==== RECORDS FOR PROCESSING ====

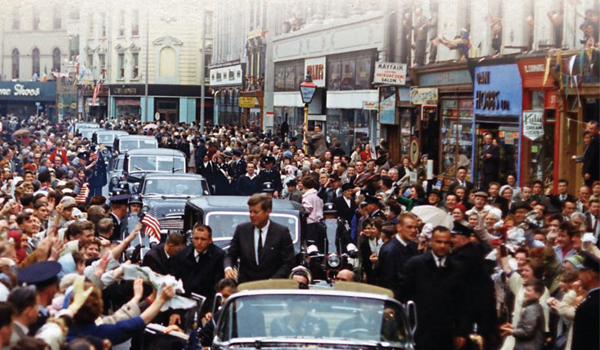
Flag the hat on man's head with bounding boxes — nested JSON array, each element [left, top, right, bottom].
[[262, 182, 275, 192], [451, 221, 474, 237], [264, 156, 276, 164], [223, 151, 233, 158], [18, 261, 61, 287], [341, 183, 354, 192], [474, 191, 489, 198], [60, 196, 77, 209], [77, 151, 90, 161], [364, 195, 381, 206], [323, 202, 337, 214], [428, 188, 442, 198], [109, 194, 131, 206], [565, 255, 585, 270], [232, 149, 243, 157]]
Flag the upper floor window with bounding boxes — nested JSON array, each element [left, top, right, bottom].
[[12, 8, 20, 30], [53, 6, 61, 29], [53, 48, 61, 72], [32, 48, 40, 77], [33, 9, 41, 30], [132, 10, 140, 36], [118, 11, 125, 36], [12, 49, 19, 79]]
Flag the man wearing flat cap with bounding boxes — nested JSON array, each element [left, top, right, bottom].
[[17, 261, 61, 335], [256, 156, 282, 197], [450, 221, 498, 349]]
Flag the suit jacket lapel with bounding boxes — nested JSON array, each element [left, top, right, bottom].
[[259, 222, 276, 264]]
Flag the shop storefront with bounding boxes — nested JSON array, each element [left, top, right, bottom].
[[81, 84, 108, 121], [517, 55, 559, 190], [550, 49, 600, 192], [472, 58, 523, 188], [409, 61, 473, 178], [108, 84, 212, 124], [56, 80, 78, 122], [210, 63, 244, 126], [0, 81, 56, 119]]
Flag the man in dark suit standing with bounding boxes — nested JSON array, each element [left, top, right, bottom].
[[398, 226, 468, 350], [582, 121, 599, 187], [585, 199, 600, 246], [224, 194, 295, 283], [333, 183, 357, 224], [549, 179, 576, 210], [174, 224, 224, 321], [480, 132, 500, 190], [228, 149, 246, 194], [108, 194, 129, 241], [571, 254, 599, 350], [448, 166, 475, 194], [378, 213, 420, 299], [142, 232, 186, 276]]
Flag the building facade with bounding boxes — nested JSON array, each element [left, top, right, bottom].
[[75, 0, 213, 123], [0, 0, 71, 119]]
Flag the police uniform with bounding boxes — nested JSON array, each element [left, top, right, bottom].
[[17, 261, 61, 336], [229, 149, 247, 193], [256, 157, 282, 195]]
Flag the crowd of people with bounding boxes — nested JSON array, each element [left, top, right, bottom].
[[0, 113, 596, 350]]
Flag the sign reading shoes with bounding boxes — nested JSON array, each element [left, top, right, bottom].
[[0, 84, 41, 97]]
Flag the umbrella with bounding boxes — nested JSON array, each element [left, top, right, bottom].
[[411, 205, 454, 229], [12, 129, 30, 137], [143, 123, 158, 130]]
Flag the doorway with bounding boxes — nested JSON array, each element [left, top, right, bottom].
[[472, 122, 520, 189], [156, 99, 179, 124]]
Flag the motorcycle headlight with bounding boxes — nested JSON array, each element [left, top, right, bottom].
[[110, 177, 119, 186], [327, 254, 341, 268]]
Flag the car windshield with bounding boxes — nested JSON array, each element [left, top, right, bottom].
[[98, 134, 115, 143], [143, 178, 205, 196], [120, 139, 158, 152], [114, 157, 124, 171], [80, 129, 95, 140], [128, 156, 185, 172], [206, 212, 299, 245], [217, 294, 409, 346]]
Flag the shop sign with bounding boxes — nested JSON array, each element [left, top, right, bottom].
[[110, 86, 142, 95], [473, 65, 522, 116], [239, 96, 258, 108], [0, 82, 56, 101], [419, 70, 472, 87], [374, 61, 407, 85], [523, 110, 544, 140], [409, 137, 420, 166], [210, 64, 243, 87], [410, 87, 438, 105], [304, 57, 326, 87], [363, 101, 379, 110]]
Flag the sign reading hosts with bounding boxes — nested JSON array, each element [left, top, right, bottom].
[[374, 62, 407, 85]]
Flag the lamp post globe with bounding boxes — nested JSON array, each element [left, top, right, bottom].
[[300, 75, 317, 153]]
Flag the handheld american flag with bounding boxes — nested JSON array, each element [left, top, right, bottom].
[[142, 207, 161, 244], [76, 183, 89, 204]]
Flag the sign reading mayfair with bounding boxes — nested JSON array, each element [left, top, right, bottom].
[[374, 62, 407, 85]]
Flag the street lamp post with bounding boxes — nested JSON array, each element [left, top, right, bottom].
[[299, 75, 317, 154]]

====

**REQUIRED WORK:**
Every entry above needs to be copied exactly, and no pictures go with it.

**SOLUTION FOR THIS EXERCISE:**
Flag the hat on man's head with bounding boxes — nested JSON array, each element [left, top, right, bottom].
[[262, 182, 275, 192], [451, 221, 474, 237], [264, 156, 276, 164], [223, 151, 233, 158], [18, 261, 61, 287], [341, 183, 354, 192], [474, 191, 489, 198], [60, 196, 77, 209], [77, 151, 90, 161], [364, 195, 381, 206], [323, 202, 337, 214], [428, 188, 442, 198], [109, 194, 131, 206], [565, 255, 585, 270], [232, 149, 243, 157]]
Flag the upper floor window with bounding boxes — nested JSON array, each element [left, top, right, bottom].
[[12, 8, 20, 30], [53, 6, 61, 29], [53, 48, 61, 72], [32, 48, 40, 77], [33, 9, 41, 30], [132, 10, 140, 36], [118, 11, 125, 36], [12, 49, 19, 79]]
Flag the man wearing flat cap with bounding boxes — nested JSON array, each element [left, top, right, bottom].
[[17, 261, 61, 335], [256, 156, 282, 197], [450, 221, 498, 349]]
Flag the suit jacket lapel with bounding boxes — nested JSON array, each element [left, top, right, bottom].
[[259, 222, 276, 264]]
Flag the shop storefront with bounding boxes — nested JSON array, each element [left, top, right, bottom].
[[81, 84, 108, 121], [517, 55, 559, 190], [550, 49, 600, 192], [472, 58, 523, 188], [409, 61, 473, 178], [108, 84, 212, 124], [56, 80, 78, 122], [210, 63, 244, 126], [0, 81, 56, 119]]
Flag the man in dark suit standing with bounding boxes — nested JSON array, each element [left, top, right, bottom].
[[398, 226, 468, 350], [582, 121, 599, 187], [585, 199, 600, 246], [224, 194, 295, 283], [333, 183, 357, 224], [549, 179, 576, 210], [174, 224, 224, 321], [480, 132, 500, 190], [228, 149, 246, 194], [108, 194, 129, 241], [571, 254, 599, 350], [448, 166, 475, 194], [378, 213, 420, 299], [142, 232, 186, 276]]
Flag the building facade with bounding boxes — nested JSON array, each element [left, top, right, bottom].
[[75, 0, 213, 123], [0, 0, 71, 119]]
Flag the police uniform with bounding boxes — nested JSON array, each element [left, top, right, bottom].
[[17, 261, 61, 336], [229, 149, 247, 193], [256, 157, 282, 195]]
Flag the crowd of people with bounding boxes — nested JSON array, each element [left, top, right, bottom].
[[0, 113, 596, 350]]
Flag the sign reading shoes with bounding boxes — nested JSON array, each element [left, top, right, bottom].
[[0, 84, 41, 97]]
Flag the umbrella with bounding boxes — nested JSON array, each element [left, top, right, bottom].
[[411, 205, 454, 229], [12, 129, 30, 137], [143, 123, 158, 130]]
Flag the doorway with bounding boxes — nested JSON array, each element [left, top, right, bottom].
[[472, 122, 520, 189], [156, 99, 179, 124]]
Flag the motorcycle headlight with bounding boxes — nested JSON array, each element [left, top, right, bottom].
[[110, 177, 119, 186], [327, 254, 341, 268]]
Flag the car windshield with bounding boxes — nested JSON array, each element [left, top, right, bottom].
[[98, 134, 115, 143], [143, 178, 205, 196], [120, 139, 158, 152], [114, 157, 124, 171], [80, 129, 95, 140], [128, 156, 185, 172], [206, 212, 299, 245], [217, 294, 409, 346]]
Flag the shop sign with bounding boxes — nested JSON array, each element [left, top, right, bottom].
[[110, 86, 142, 95], [473, 65, 522, 116], [239, 96, 258, 108], [0, 82, 56, 101], [419, 70, 472, 87], [374, 61, 407, 85], [523, 110, 544, 140], [409, 137, 420, 166], [210, 64, 243, 87], [410, 87, 438, 105], [304, 57, 326, 87], [363, 101, 379, 110]]
Flag the sign reading hosts with bounding boxes — nested JSON array, each element [left, top, right, bottom].
[[374, 62, 407, 85]]
Flag the lamp post globe with bounding boxes — nested JSON array, each element [left, top, right, bottom].
[[300, 75, 317, 153]]
Flag the handheld american flag with bounding boxes — nested JSON array, each element [left, top, right, bottom].
[[142, 207, 161, 244], [76, 183, 89, 204]]
Flag the sign reading mayfair with bounding boxes — nested JSON array, each element [left, top, right, bottom].
[[374, 62, 407, 85]]
Flag the street lamp post with bounding boxes — nested JSON array, each element [left, top, right, bottom].
[[299, 75, 317, 154]]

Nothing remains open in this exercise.